> **SOURCE DATA**:
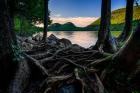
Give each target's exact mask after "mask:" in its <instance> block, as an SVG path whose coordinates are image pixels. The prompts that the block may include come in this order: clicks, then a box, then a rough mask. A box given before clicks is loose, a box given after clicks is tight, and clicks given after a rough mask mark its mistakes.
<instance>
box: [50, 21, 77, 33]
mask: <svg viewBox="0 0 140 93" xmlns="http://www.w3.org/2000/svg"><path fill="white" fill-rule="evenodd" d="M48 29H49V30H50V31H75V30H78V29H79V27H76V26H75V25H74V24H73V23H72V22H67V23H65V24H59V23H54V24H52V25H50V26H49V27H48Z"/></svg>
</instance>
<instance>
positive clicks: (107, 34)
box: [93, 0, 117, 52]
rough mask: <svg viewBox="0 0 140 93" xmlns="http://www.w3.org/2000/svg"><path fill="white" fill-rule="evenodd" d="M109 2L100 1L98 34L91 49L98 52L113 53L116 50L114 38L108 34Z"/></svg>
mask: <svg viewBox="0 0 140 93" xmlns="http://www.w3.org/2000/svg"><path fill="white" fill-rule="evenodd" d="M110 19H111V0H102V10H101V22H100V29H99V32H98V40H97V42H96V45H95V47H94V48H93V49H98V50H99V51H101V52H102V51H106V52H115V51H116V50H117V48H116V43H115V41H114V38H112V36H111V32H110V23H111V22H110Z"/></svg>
--
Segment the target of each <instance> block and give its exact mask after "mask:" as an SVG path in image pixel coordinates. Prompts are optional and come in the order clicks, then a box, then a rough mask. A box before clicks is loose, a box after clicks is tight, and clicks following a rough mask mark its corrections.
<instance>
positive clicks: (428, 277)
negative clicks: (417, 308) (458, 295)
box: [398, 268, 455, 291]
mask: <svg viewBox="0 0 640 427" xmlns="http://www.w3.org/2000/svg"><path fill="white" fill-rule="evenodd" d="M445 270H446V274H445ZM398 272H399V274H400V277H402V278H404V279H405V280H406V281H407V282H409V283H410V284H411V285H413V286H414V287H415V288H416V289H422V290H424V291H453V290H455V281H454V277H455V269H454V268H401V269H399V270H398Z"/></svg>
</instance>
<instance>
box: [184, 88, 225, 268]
--
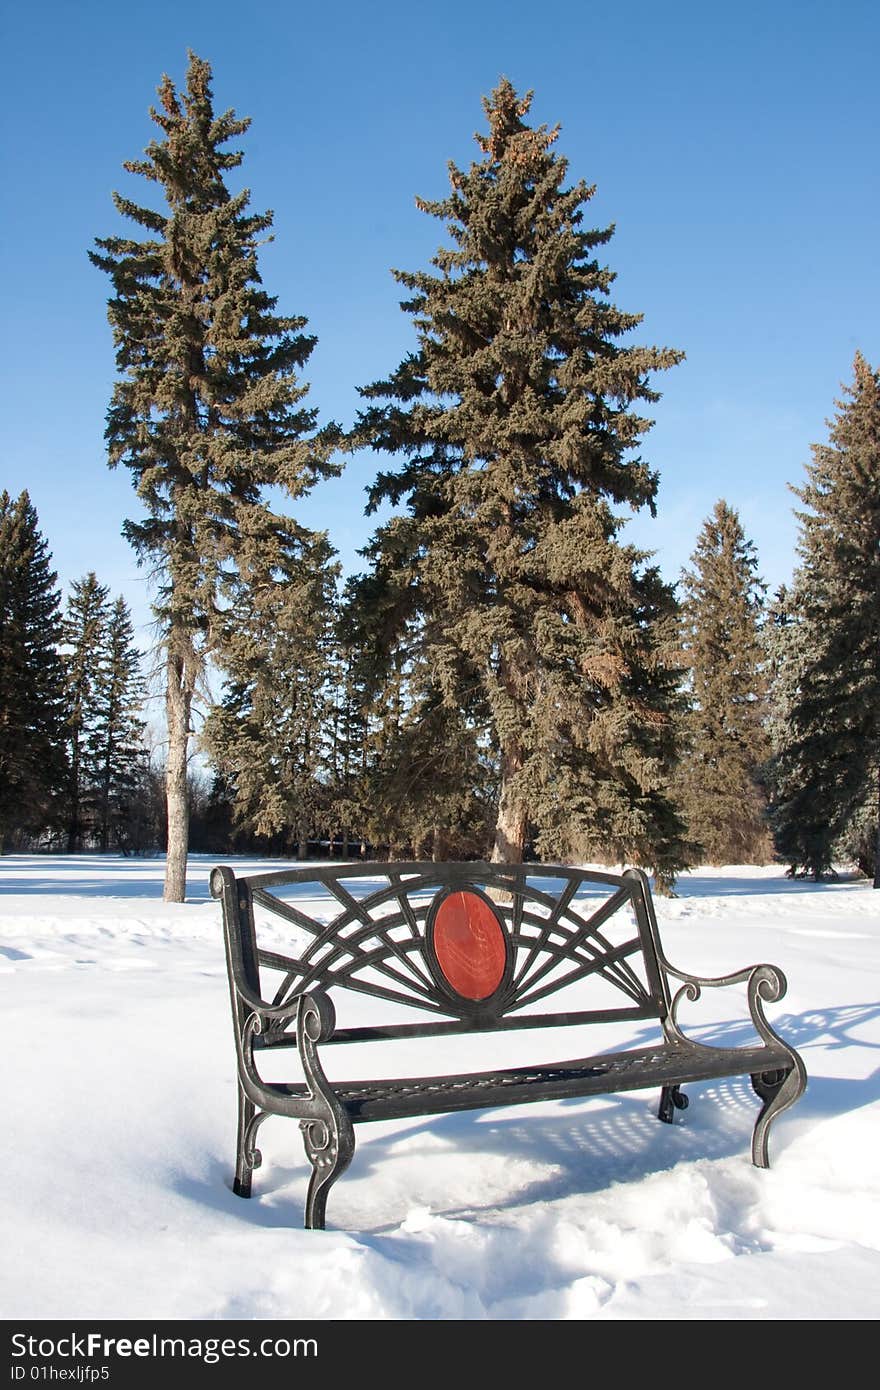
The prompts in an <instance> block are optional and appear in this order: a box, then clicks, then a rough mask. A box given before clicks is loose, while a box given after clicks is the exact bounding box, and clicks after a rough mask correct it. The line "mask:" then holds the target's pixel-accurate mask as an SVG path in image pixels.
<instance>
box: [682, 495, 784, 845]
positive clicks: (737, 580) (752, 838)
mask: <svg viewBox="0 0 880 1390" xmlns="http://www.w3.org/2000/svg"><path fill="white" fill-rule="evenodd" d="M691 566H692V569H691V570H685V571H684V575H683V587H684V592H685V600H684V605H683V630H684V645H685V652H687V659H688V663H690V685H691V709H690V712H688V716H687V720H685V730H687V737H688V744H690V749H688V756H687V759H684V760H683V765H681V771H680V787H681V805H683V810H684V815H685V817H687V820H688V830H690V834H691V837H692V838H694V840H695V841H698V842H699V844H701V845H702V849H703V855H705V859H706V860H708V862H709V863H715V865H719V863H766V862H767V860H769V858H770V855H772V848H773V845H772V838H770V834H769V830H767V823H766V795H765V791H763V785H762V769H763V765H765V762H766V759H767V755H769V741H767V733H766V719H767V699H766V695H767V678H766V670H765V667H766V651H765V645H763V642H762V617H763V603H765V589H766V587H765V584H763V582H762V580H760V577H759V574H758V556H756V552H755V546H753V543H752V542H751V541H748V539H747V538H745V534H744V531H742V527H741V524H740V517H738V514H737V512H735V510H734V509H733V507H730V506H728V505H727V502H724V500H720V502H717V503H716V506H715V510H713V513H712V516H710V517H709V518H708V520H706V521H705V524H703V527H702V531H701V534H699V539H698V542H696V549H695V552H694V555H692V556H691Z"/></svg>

> **INSTRUCTIONS TO FOLLOW**: Above are some lines. Repeat exactly, and only, those from the line that has "positive clicks: (428, 277)" through the line that has "box: [184, 88, 225, 268]".

> **WRITTEN RESPONSE**:
positive clicks: (428, 277)
negative clicks: (417, 308) (458, 295)
box: [398, 268, 455, 291]
mask: <svg viewBox="0 0 640 427" xmlns="http://www.w3.org/2000/svg"><path fill="white" fill-rule="evenodd" d="M445 270H446V274H445ZM398 272H399V274H400V277H402V278H404V279H405V280H406V281H407V282H409V283H410V284H411V285H413V286H414V287H415V288H416V289H422V290H424V291H453V290H455V281H454V277H455V269H454V268H401V269H399V270H398Z"/></svg>
</instance>
<instance>
box: [184, 88, 225, 268]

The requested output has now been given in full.